[BEGIN Extract provided]

It will also be running the server with 30-40% CPU utilization. I also can see memory utilization grow steadily until it “runs out”.

This is currently running on a 2CPU 2GB system. Previous version (rc3?) seems to run fine.

This would tell me the server sent event (sse) keeps reconnecting over and over. This would (generally) happen when the sse connection is being killed and the browser is automatically reconnecting. Can you see any evidence of this?

OK, that gives me something to look into. Any tips on how to TS such a thing?

do you see the above error before all the reconnects? If so it sounds like the server is running out of memory. Are you running builds or any other processes on the same server as drone that could be eating up memory? If not maybe need to run pprof to see if there is a leak?

Error comes eventually after all the reconnects (~20min) before hitting that … though maybe that still isn’t good?

[END Extract provided]
[BEGIN Data section]

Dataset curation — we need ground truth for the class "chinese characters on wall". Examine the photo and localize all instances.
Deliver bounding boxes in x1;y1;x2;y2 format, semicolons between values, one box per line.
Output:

[END Data section]

Reproduce the part of the forum thread on the server's rising memory use that runs between "This is currently" and "there is a leak?", inclusive.

Written solution.
This is currently running on a 2CPU 2GB system. Previous version (rc3?) seems to run fine.

This would tell me the server sent event (sse) keeps reconnecting over and over. This would (generally) happen when the sse connection is being killed and the browser is automatically reconnecting. Can you see any evidence of this?

OK, that gives me something to look into. Any tips on how to TS such a thing?

do you see the above error before all the reconnects? If so it sounds like the server is running out of memory. Are you running builds or any other processes on the same server as drone that could be eating up memory? If not maybe need to run pprof to see if there is a leak?